Provided material ->
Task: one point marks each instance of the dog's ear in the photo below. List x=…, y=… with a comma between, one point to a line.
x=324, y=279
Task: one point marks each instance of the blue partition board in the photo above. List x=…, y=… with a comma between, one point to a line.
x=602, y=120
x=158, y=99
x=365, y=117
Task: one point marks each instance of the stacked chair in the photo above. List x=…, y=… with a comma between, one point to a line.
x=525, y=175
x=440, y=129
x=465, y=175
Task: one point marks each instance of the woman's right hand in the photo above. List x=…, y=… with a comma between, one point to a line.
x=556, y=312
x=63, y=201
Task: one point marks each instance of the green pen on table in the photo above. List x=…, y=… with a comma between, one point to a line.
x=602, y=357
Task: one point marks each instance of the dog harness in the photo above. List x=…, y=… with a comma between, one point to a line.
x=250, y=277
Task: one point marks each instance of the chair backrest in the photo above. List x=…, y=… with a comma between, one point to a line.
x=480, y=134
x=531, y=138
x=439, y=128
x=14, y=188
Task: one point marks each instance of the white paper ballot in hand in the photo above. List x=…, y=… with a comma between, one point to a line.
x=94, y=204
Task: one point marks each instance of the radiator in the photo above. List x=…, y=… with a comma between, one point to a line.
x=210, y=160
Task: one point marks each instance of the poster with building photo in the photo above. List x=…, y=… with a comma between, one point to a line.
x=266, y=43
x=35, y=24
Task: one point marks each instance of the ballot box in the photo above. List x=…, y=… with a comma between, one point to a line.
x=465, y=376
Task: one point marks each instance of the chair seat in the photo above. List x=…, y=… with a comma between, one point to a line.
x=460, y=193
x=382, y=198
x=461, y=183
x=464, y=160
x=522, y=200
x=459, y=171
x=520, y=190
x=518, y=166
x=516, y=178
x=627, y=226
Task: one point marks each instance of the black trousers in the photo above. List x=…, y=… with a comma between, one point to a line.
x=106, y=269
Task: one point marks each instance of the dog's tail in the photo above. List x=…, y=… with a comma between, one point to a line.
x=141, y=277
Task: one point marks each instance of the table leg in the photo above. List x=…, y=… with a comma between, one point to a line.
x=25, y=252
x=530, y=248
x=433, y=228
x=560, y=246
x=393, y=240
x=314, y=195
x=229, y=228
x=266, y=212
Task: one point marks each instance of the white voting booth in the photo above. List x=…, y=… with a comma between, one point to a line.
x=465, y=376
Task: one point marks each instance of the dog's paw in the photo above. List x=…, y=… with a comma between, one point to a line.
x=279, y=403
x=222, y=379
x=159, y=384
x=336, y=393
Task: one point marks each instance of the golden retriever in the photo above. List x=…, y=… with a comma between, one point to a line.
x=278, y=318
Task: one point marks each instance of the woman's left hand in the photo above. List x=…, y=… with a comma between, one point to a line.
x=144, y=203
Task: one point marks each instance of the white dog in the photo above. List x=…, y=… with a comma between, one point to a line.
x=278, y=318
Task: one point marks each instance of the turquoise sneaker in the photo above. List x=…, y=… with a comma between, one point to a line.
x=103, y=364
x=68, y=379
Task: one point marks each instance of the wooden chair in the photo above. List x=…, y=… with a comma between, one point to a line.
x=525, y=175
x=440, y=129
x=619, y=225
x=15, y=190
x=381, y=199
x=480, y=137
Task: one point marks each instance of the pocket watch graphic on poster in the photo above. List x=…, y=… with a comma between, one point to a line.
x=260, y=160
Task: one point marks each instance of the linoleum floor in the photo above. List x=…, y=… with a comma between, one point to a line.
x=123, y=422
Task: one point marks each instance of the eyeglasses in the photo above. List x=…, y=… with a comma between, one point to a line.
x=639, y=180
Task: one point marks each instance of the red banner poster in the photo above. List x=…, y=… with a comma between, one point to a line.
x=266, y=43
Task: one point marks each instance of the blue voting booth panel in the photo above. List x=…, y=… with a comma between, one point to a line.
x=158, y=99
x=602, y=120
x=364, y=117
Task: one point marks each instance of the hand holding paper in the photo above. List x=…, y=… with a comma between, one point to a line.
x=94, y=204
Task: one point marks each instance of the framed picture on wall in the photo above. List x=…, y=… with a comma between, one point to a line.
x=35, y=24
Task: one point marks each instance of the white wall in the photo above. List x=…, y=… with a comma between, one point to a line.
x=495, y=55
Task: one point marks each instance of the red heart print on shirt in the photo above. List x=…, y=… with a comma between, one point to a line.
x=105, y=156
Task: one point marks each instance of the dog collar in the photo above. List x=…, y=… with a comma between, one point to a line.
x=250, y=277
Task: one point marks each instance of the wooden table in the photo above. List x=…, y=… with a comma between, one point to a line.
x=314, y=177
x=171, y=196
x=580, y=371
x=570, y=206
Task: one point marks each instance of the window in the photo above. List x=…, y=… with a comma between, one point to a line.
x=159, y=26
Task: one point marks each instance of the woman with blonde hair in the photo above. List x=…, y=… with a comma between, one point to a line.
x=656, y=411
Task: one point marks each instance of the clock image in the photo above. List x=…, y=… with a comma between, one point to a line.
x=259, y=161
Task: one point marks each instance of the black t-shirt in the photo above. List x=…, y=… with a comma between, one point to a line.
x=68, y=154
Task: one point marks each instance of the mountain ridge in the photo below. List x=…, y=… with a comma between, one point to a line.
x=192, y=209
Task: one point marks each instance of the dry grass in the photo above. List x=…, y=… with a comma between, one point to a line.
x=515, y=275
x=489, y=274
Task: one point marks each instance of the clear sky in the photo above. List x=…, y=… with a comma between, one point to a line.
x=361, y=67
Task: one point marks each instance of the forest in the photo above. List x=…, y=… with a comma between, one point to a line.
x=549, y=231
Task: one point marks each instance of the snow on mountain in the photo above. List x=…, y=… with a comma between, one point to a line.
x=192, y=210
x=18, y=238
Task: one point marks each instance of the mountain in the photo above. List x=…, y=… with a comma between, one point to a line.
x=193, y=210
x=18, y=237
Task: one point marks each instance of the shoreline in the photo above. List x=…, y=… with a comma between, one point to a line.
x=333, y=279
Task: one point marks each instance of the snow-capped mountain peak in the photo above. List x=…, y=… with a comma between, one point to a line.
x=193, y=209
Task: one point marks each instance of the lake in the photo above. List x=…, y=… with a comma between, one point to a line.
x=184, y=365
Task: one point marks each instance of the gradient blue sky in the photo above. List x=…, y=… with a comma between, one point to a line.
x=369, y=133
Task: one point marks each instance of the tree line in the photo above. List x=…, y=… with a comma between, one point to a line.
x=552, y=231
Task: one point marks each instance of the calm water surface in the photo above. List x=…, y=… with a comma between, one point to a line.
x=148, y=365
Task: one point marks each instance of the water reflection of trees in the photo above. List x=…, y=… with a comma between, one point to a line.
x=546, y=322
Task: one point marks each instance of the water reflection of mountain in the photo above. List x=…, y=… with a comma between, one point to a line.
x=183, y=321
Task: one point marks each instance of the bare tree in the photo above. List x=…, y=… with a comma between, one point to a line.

* * *

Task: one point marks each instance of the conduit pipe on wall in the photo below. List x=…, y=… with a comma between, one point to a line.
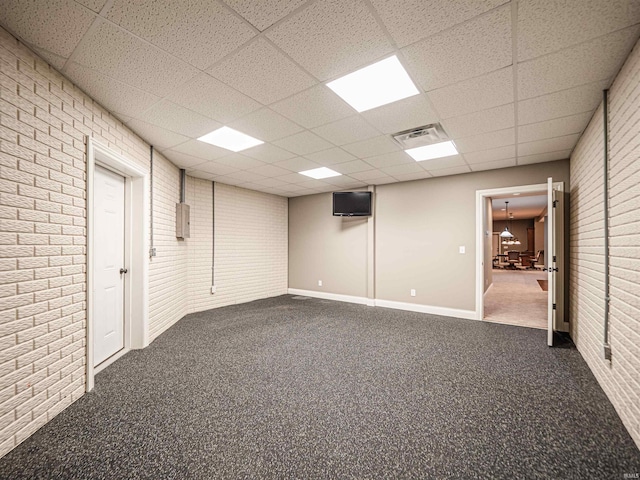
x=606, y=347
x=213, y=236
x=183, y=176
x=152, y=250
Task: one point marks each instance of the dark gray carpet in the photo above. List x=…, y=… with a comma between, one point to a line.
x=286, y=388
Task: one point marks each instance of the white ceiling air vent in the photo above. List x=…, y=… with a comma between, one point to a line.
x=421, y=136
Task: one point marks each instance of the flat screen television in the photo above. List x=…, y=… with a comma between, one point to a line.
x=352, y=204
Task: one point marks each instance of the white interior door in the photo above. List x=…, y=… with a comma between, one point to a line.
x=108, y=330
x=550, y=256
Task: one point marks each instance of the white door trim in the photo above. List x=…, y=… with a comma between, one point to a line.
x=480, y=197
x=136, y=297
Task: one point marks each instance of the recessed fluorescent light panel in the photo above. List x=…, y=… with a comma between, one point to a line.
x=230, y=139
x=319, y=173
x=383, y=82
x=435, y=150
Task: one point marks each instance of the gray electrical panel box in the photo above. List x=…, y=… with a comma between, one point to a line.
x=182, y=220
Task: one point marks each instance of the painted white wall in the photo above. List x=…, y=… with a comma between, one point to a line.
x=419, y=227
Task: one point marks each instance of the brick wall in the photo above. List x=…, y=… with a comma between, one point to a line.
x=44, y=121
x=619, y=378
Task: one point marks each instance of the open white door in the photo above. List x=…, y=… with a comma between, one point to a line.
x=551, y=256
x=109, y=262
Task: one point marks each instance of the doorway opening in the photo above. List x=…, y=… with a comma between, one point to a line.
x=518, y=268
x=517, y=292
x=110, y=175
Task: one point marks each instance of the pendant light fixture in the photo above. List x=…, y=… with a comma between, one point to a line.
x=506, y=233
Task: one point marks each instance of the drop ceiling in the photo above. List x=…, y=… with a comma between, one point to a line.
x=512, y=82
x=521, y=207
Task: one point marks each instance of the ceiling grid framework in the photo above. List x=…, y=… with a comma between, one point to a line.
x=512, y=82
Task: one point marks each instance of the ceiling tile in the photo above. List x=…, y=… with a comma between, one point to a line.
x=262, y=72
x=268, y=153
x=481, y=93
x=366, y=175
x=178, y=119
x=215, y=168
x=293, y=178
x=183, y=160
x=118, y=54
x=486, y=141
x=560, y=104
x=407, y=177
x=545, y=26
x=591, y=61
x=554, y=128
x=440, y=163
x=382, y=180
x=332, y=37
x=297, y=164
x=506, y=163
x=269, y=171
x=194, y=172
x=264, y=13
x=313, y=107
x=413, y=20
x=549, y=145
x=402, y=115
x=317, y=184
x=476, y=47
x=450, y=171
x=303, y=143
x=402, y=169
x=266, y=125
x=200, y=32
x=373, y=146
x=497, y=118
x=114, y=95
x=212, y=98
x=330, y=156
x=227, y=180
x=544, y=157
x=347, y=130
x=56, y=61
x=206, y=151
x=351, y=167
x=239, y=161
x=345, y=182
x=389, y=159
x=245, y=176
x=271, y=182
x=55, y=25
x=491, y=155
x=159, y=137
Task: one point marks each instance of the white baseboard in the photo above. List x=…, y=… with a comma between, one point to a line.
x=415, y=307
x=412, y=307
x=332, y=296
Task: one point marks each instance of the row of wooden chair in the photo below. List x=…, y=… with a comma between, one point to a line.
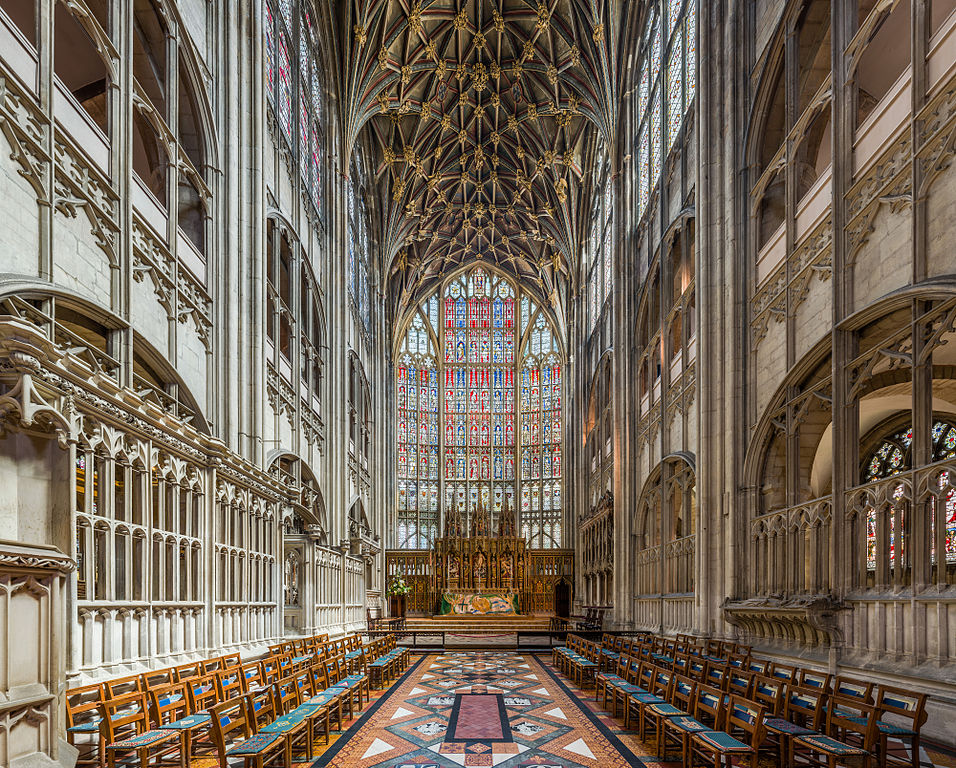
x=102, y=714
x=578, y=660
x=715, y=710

Task -> In the listing, swap "wooden chair" for "folding chair" in the lines starting at the one containing "Task: one point marks each instance of the white baseboard" and ending at the one containing "x=715, y=710", and give those lines again with nothing else changed. Leave the pictures out of your answer.

Exercise output ->
Task: one point marks each instance of the white baseboard in the photo above. List x=…, y=… with a comma between, one point to a line.
x=415, y=307
x=412, y=307
x=332, y=296
Task: one point marks each instance of the row of folding chair in the photo below. List x=…, y=… with a comma between, one point to a line.
x=102, y=714
x=578, y=660
x=715, y=710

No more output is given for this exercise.